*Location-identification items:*
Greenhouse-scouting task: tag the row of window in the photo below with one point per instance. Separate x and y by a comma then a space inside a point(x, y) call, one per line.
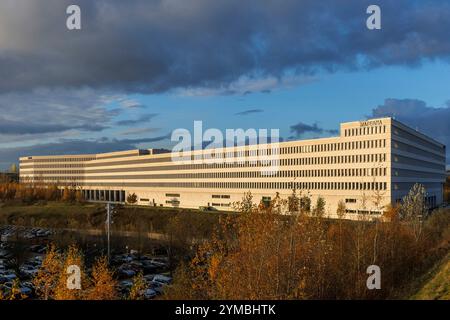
point(344, 159)
point(339, 146)
point(220, 196)
point(350, 172)
point(255, 185)
point(364, 131)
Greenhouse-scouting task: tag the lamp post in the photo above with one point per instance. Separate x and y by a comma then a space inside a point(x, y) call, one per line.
point(109, 213)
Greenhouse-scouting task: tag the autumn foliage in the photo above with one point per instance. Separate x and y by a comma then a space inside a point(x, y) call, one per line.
point(262, 254)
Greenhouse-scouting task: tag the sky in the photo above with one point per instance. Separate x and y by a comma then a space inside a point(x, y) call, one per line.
point(137, 70)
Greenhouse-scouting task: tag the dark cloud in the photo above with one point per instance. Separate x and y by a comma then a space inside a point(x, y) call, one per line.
point(19, 127)
point(301, 128)
point(152, 46)
point(247, 112)
point(142, 119)
point(41, 112)
point(432, 121)
point(68, 146)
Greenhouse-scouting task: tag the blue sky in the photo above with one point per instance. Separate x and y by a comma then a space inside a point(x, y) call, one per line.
point(139, 69)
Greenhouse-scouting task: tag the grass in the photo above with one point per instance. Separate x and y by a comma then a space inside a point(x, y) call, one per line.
point(92, 216)
point(436, 283)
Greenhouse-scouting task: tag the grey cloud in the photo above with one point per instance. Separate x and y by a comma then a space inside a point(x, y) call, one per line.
point(301, 128)
point(433, 121)
point(247, 112)
point(53, 111)
point(156, 46)
point(142, 119)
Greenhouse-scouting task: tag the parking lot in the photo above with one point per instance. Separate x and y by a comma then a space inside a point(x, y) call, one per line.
point(22, 251)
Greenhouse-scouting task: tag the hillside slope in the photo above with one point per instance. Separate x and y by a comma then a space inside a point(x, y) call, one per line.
point(437, 285)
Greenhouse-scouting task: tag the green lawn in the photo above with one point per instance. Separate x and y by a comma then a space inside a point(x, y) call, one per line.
point(92, 216)
point(437, 285)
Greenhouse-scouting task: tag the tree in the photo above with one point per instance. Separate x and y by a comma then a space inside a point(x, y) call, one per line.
point(341, 209)
point(48, 274)
point(319, 209)
point(293, 202)
point(103, 282)
point(305, 204)
point(413, 209)
point(132, 198)
point(137, 291)
point(246, 205)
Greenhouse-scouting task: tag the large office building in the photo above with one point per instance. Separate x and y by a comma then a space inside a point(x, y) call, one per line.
point(370, 165)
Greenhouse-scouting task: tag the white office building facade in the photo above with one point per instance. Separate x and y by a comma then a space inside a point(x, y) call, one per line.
point(370, 165)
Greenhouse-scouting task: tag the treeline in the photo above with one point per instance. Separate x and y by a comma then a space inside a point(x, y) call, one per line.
point(33, 192)
point(264, 254)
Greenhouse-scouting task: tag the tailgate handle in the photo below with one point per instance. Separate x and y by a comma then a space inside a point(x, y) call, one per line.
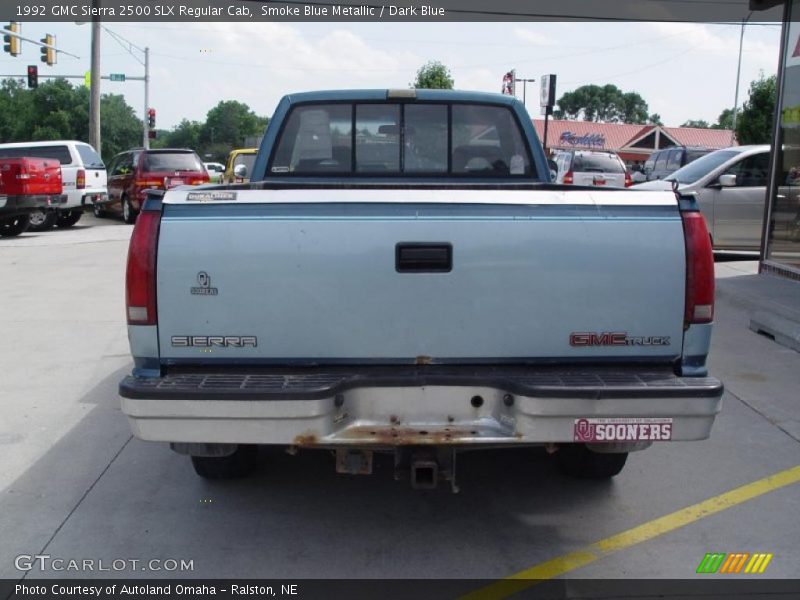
point(423, 257)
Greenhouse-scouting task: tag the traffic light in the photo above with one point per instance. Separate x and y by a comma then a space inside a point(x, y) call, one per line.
point(11, 41)
point(33, 76)
point(48, 50)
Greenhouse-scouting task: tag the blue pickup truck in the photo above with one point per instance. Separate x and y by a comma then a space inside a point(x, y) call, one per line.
point(401, 276)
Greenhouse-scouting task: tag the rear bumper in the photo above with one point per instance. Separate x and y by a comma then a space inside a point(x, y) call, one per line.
point(413, 405)
point(19, 205)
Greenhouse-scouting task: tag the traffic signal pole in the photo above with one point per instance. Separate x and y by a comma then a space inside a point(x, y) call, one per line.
point(94, 89)
point(145, 113)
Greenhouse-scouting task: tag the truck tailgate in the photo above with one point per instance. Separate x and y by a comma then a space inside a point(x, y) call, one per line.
point(420, 275)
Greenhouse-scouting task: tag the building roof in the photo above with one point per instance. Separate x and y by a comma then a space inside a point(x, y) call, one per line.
point(693, 136)
point(623, 137)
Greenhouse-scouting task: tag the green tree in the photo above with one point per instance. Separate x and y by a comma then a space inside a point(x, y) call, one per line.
point(433, 75)
point(228, 124)
point(725, 120)
point(15, 110)
point(607, 104)
point(120, 128)
point(754, 124)
point(185, 135)
point(697, 123)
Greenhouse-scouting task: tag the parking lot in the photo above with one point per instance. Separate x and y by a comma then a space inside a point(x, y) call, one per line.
point(76, 485)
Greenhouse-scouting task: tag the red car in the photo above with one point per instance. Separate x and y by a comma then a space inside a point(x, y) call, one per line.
point(133, 173)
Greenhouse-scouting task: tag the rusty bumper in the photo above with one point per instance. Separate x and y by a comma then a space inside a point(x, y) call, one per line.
point(438, 406)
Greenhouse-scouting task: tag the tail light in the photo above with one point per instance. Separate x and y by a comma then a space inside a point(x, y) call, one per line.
point(140, 275)
point(699, 270)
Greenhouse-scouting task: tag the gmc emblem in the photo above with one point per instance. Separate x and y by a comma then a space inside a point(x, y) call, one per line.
point(609, 338)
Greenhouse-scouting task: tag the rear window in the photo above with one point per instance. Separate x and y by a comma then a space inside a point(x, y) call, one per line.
point(597, 163)
point(674, 160)
point(702, 166)
point(692, 155)
point(89, 157)
point(172, 161)
point(245, 159)
point(59, 153)
point(401, 138)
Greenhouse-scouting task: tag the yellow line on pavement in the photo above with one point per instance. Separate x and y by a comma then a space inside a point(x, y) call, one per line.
point(642, 533)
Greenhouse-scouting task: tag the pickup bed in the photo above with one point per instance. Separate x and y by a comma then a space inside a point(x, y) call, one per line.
point(400, 276)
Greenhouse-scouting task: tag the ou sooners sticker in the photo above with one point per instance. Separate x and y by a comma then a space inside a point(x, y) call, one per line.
point(622, 429)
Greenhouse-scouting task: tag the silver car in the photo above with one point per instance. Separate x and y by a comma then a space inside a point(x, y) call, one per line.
point(591, 168)
point(731, 189)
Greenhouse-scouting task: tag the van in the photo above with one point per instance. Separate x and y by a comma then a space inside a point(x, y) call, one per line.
point(665, 162)
point(83, 174)
point(591, 168)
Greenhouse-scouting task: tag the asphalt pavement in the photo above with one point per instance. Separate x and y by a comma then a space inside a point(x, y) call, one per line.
point(76, 485)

*DIRECTIVE:*
Rewrite all of the entries above, replacing "Greenhouse-scouting task" with "Site-survey task" and keeping everything else the same. Omit the pictures.

*WRITTEN SOLUTION:*
Site-survey task: tag the row of window in the photo below with one point per instance. Separate x and y by a comma then a space inside a point(x, y) call, one per line.
point(344, 159)
point(339, 146)
point(220, 196)
point(350, 172)
point(255, 185)
point(364, 131)
Site-survey task: tag the lamp post in the photo above with one point per instance. Separate x and y by a comma then a space inside a point(x, y) call, one per line.
point(109, 213)
Site-survey task: tag the autumn foliage in the photo above with one point per instance. Separate x and y by a comma then a space inside a point(x, y) call, one per line.
point(262, 254)
Site-survey task: tag the sky in the photo above with one point per instance. Separate x and y by a comma then a space inside a point(x, y) call, one per line.
point(137, 70)
Site-survey task: tag the dark cloud in the photo above with one point per instance. Separate x and y by a comma then a space inside a point(x, y) call, one per line.
point(19, 127)
point(301, 128)
point(152, 46)
point(247, 112)
point(142, 119)
point(41, 112)
point(432, 121)
point(68, 146)
Site-survey task: tag the blue sky in the photo above with one point per instance. Separate x and y by a comma then a space inside a point(x, y) call, one per line.
point(139, 69)
Site-survey task: tag the grass in the photo above with one point per instance. Separate x and y by a comma then a space inside a point(x, y) call, one per line.
point(92, 216)
point(436, 283)
Site-survey task: tag the grey cloud in the photo above with one point per instance. Separate x and y by a comma then a space inside a point(x, y) call, one per line.
point(301, 128)
point(433, 121)
point(247, 112)
point(53, 111)
point(156, 46)
point(142, 119)
Site-survey task: tag the parking lot in the photo above with one point per instance. Separate x and y by a comma then a space inside a point(x, y) call, one per line.
point(22, 251)
Site-survey task: tag the hillside slope in the photo above with one point per instance. Separate x and y by a comma then a space inside a point(x, y) call, one per line.
point(437, 285)
Site-survey task: tag the green lawn in the photo above with one point per instance. Separate x and y by a comma then a space inside a point(x, y) call, one per line.
point(92, 216)
point(437, 285)
Site-survey task: tag the tree in the photo above with one point per instance. Separate x and y by a comma then a space inside a point(x, y) call, one per line.
point(341, 209)
point(48, 274)
point(319, 209)
point(293, 202)
point(103, 282)
point(305, 204)
point(413, 209)
point(132, 198)
point(137, 291)
point(246, 205)
Site-survey task: tag the large office building in the photo above with one point per instance. Separate x and y by a comma then a space inside a point(x, y) call, one per line.
point(370, 165)
Site-survey task: tag the white office building facade in the photo above with one point per instance. Separate x and y by a comma then a space inside a point(x, y) call, one per line.
point(370, 165)
Site-survey task: tag the treeline in the photo above with one point per instance. Separate x and y by a comma then a space inside a point(x, y) call, one per line.
point(33, 192)
point(264, 254)
Site-survey task: tag the tailgate handle in the photo below with one point per instance. Separate x and y by a comma then a space inside a point(x, y) call, one per line.
point(423, 257)
Site-survey task: tag the traffic light in the photo above with one point per instance. Separate x and y by a comma then a space inside a point(x, y) call, one per line.
point(11, 41)
point(33, 76)
point(48, 50)
Site-survey task: tag the blue pickup truck in the photo above with one point per instance. Separate x and y by a comma then a space inside a point(x, y) call, one per line.
point(401, 276)
Site-survey task: tag the rear bumper in the photo above with one point per instance. Separate x and y by a comma then a space inside a point(x, y) call, one per line.
point(413, 405)
point(19, 205)
Site-survey task: tag the traffic signal pole in the photo above with one point per instance. Separate x and y by a comma then a space inside a point(x, y) call, one per line.
point(94, 89)
point(145, 113)
Site-survey task: tag the truck tailgate in the photo above with one point per instance. Separate x and y by a comma then a space inside a point(x, y) call, one per line.
point(420, 275)
Site-survey task: tag the building roof in the photo above with one point per instance. Separate x and y by a comma then a space inside a point(x, y) call, one per line.
point(693, 136)
point(623, 137)
Site-survey task: tag the green tree in the photo above with one point per instance. Separate x and y by a comma then a space inside a point(x, y) call, one per line.
point(433, 75)
point(228, 124)
point(725, 120)
point(15, 110)
point(607, 104)
point(120, 128)
point(754, 124)
point(185, 135)
point(697, 123)
Site-survey task: tag the parking lot in the photo above with one point per instance. Separate x and y by a comma then a space inside a point(x, y) call, one per line.
point(76, 485)
Site-survey task: tag the red car in the photo above with one point per instance. Separate x and y by a comma then a space inside a point(x, y) call, one per line.
point(133, 173)
Site-survey task: tag the rusty bumper in the photo above with one point per instance. Separate x and y by a comma then a space inside a point(x, y) call, one per line.
point(438, 406)
Site-survey task: tag the tail light in the photo above with one point per instance. Separate x and y by a comma then a space inside a point(x, y) call, one per line.
point(140, 275)
point(699, 270)
Site-survey task: tag the gmc emblem in the photo above with one point per instance. Separate x and y by a comma then a space inside a point(x, y) call, one per line.
point(609, 338)
Site-survey task: tag the rear window in the photo above with one point per instance. Separate x and y by a comma then a space inside a point(x, y) call, one per line.
point(597, 163)
point(674, 160)
point(702, 166)
point(692, 155)
point(89, 157)
point(172, 161)
point(245, 159)
point(59, 153)
point(401, 138)
Site-survey task: tag the yellow line on pavement in the photo above with one point per instance. Separate x and y by a comma then a space inside a point(x, y) call, one per line.
point(642, 533)
Site-survey task: tag the pickup bed in the photo above with one point per instance. Separate x and y by a comma then a space inside a point(x, y) call, one per line.
point(400, 276)
Site-survey task: tag the ou sooners sticker in the photo above with one point per instance. Separate x and y by a comma then a space inside a point(x, y) call, one per line.
point(622, 429)
Site-survey task: tag the silver car in the photo above with one point per instance. Separate x and y by a comma then a space inside a point(x, y) call, one per line.
point(591, 168)
point(731, 189)
Site-survey task: tag the van in the photo above with one point per instance. Separate x and y by a comma then a space inside a point(x, y) call, one per line.
point(665, 162)
point(83, 174)
point(591, 168)
Site-survey task: tag the asphalt pavement in the photo above with one point per instance. Separate x and y by a comma then a space inside a point(x, y) call, one per line.
point(76, 485)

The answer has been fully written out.